# [Exercise details]
Would you repeat the entries beneath, with nothing changed?
*** Data extracts ***
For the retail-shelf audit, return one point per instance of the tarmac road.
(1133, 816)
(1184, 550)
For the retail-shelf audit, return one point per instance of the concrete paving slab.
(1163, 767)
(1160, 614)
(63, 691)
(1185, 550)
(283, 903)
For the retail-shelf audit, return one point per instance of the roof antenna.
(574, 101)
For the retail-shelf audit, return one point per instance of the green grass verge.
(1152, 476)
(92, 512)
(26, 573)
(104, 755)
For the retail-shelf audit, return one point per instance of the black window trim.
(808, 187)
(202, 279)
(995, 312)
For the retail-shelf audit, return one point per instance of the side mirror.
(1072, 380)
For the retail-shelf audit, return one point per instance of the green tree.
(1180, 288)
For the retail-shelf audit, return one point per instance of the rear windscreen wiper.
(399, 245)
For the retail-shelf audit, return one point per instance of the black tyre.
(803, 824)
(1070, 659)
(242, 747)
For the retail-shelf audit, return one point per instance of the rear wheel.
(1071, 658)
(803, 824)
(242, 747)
*** End of Data extracts ***
# [Worked solution]
For the retail-shelf audit, return one point per instance of the tarmac road.
(1133, 816)
(1184, 550)
For the retail-shelf audit, return one point per instance of the concrete paving slab.
(1163, 767)
(1160, 614)
(63, 691)
(1185, 550)
(283, 903)
For the retail-shelf audit, return one point per instance of the roof antenna.
(574, 101)
For the retail-shelf audit, return one point per instance of the green grass verge.
(1152, 476)
(92, 512)
(26, 573)
(104, 755)
For the retail-shelf audit, return one point per instance of the black window trim.
(808, 187)
(202, 279)
(995, 312)
For the retail-shelf audit, return one point per instance of the side mirror.
(1072, 380)
For the retail-shelf audit, return one point per instance of the green tree.
(1180, 288)
For the retail-shelf audit, return one point per instance of the rear windscreen wiper.
(399, 245)
For the retail-shelf audit, return one point per instance of the black tyre.
(803, 824)
(1070, 659)
(242, 747)
For the retail-shelf audit, return one point per instance of the rear wheel.
(1071, 658)
(803, 824)
(242, 747)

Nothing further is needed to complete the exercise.